_What the task asks_:
Each entry should be given again exactly, with any image left out.

_Supplied material_:
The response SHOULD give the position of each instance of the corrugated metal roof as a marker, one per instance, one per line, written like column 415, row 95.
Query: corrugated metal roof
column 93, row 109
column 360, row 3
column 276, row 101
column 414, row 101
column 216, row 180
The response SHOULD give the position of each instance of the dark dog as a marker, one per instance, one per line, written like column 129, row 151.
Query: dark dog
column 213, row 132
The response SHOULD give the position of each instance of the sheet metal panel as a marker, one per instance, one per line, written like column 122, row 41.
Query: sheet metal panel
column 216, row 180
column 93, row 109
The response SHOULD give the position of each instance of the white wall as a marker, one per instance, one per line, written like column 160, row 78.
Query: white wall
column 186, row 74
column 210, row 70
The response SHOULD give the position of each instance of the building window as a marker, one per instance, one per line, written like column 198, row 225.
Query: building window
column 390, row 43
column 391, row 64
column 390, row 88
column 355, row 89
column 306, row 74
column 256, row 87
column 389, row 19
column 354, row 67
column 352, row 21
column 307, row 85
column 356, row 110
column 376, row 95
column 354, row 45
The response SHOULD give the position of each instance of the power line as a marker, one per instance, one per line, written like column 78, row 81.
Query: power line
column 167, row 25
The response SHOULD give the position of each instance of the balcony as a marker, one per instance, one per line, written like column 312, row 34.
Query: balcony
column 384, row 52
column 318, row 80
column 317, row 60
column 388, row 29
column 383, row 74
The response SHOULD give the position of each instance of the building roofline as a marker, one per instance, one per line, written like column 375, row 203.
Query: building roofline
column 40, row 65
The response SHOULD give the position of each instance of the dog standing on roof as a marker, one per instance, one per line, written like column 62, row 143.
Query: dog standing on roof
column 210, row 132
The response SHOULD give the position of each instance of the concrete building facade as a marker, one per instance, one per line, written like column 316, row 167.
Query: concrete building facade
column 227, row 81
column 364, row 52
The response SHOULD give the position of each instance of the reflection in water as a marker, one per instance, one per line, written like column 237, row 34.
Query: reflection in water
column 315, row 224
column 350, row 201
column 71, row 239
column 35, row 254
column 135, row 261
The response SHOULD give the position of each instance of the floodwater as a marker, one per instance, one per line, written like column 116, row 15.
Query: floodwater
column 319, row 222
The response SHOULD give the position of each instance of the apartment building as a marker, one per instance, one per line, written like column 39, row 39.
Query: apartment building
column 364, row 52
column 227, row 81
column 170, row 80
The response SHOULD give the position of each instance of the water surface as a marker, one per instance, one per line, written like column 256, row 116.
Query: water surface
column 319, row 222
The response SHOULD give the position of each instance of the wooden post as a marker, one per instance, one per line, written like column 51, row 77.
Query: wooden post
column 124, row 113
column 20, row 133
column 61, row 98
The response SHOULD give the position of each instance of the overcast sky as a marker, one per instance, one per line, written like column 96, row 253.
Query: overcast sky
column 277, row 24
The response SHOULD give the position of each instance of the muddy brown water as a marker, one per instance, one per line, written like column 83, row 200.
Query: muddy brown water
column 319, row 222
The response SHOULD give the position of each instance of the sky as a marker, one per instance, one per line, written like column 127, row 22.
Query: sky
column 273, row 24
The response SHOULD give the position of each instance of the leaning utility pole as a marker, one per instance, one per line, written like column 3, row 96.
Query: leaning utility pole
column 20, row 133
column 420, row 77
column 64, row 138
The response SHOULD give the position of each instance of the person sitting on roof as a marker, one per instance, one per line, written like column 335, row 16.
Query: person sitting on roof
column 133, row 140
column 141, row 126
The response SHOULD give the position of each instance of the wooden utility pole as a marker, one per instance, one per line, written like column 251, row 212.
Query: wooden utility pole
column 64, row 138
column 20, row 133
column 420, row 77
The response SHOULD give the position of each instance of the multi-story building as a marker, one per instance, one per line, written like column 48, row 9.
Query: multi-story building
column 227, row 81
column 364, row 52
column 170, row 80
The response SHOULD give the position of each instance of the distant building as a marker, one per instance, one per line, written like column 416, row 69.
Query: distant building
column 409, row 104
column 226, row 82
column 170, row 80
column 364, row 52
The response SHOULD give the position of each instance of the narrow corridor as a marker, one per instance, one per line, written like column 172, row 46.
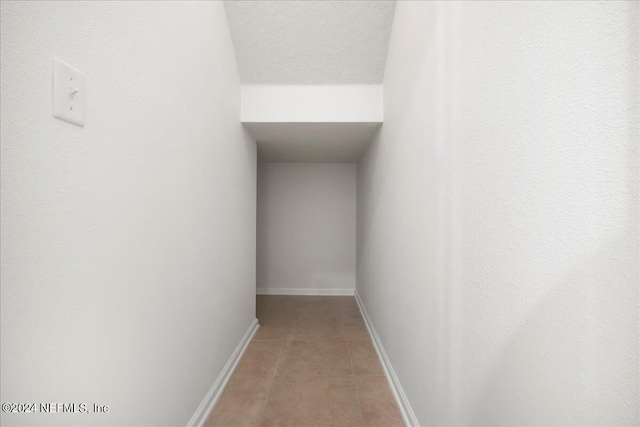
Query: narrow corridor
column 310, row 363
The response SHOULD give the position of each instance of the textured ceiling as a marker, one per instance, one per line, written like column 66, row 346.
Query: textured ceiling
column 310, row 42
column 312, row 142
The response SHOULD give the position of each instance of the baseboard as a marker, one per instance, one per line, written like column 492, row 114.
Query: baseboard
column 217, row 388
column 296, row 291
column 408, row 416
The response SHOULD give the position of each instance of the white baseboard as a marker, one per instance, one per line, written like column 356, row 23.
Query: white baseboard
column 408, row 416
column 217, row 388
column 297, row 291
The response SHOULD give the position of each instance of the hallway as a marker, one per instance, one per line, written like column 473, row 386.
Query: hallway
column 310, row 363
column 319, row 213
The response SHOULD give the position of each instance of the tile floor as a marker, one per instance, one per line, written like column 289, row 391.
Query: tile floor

_Result of this task_:
The response SHOULD give the position of each instance of the corrugated metal roof as a marker, one per instance, one per line, written like column 415, row 95.
Query: corrugated metal roof
column 93, row 109
column 360, row 3
column 276, row 101
column 414, row 101
column 216, row 180
The response SHOULD give the position of each instance of the dark dog as a marker, one per instance, one per line, written like column 129, row 151.
Query: dark dog
column 213, row 132
The response SHOULD give the position of each instance of the sheet metal panel as a marker, one per instance, one per line, written like column 122, row 41.
Query: sheet metal panel
column 216, row 180
column 93, row 109
The response SHOULD give the position of each instance of the white wall as a marker, one per instance, one per line, written like column 160, row 78.
Query: white wall
column 186, row 74
column 210, row 70
The response SHOULD give the position of each instance of the building window as a marker, one per instance, one per line, written like column 198, row 225.
Query: building window
column 390, row 43
column 391, row 64
column 390, row 88
column 355, row 89
column 306, row 74
column 256, row 87
column 389, row 19
column 354, row 67
column 352, row 21
column 307, row 85
column 356, row 110
column 376, row 95
column 354, row 45
The response SHOULD give the position of each instance of the power line as a marker, one per instance, one per line, written like column 78, row 81.
Query: power line
column 167, row 25
The response SHOULD give the position of each instance of the balcony as a marker, one per instance, one per line, written like column 312, row 34.
Query: balcony
column 384, row 52
column 318, row 80
column 317, row 60
column 388, row 29
column 383, row 74
The response SHOULD give the position of each instance of the building roofline as a marker, one per instance, one per line, written like column 375, row 203.
Query: building roofline
column 40, row 65
The response SHOULD give the position of each instance of the dog standing on roof as a marker, one per instance, one per line, written like column 62, row 143.
Query: dog standing on roof
column 210, row 132
The response SHOULD give the position of each instance of the concrete building facade as a marker, one per instance, one per line, written like column 316, row 167.
Query: concrete building facade
column 227, row 81
column 364, row 52
The response SHOULD give the position of each instance of the reflection in water as a marker, one per instance, one per line, written like column 237, row 34.
Query: reflection in water
column 315, row 224
column 350, row 201
column 71, row 239
column 35, row 254
column 135, row 261
The response SHOULD give the position of each instance of the floodwater as a marker, one per instance, one per line, written like column 116, row 15.
Query: floodwater
column 319, row 222
The response SHOULD give the position of each instance of the apartment building as a marker, one per instance, one per line, written like column 39, row 39.
Query: apartment building
column 364, row 52
column 227, row 81
column 170, row 80
The response SHOULD give the position of each instance of the water surface as a marker, one per instance, one per line, written like column 256, row 116.
Query: water surface
column 319, row 222
The response SHOULD give the position of each instance of the wooden post as a marker, one per instance, one per line, written like column 51, row 77.
Query: wooden post
column 124, row 113
column 20, row 133
column 61, row 98
The response SHOULD give the position of each instance of the overcast sky as a marker, one per instance, one per line, written like column 96, row 253.
Query: overcast sky
column 277, row 24
The response SHOULD give the position of each instance of the muddy brown water as a marker, one per instance, one per line, written like column 83, row 200.
Query: muddy brown water
column 319, row 222
The response SHOULD give the position of each instance of the sky as a marker, one per instance, one per line, written like column 127, row 22.
Query: sky
column 273, row 24
The response SHOULD give the position of each instance of the leaning utility pole as a marker, one per instance, one per line, written like column 3, row 96.
Query: leaning utility pole
column 20, row 133
column 420, row 77
column 64, row 138
The response SHOULD give the position of each instance of the person sitting on roof as a marker, one per instance, one per line, written like column 335, row 16.
Query: person sitting on roof
column 133, row 140
column 141, row 126
The response SHOULD give the position of each instance of the wooden utility pole as a marker, one per instance, one per line, written like column 251, row 212.
Query: wooden utility pole
column 64, row 138
column 20, row 133
column 420, row 77
The response SHOULD give the position of each instance of the multi-story building as a marker, one per instance, one per line, written like column 48, row 9.
Query: multi-story building
column 227, row 81
column 364, row 52
column 170, row 80
The response SHOULD give the position of each instance of the distant building as a marker, one per instance, one per line, written like column 416, row 69.
Query: distant building
column 409, row 104
column 226, row 82
column 170, row 80
column 364, row 52
The response SHOULD give the position of each instance of the narrow corridor as a marker, one per instance, one per line, written like column 172, row 46.
Query: narrow corridor
column 310, row 363
The response SHOULD give the position of each instance of the textured ceiling as a marker, one per instance, one per line, written like column 66, row 346.
Query: textured ceiling
column 310, row 42
column 312, row 142
The response SHOULD give the position of each instance of the baseboard as a marker, one per instance, one per line, written like column 492, row 114.
Query: baseboard
column 217, row 388
column 296, row 291
column 408, row 416
The response SHOULD give the position of each instance of the white baseboard as a marker, one per instance, one per line, written like column 356, row 23.
Query: white baseboard
column 408, row 416
column 217, row 388
column 297, row 291
The response SHOULD give the position of each instance of the hallway as a marker, one per instance, one per line, written like column 473, row 386.
Query: hallway
column 310, row 363
column 319, row 213
The response SHOULD give the position of each instance of the tile floor as a marker, one per instance, one per line, written like column 289, row 391.
Query: tile floor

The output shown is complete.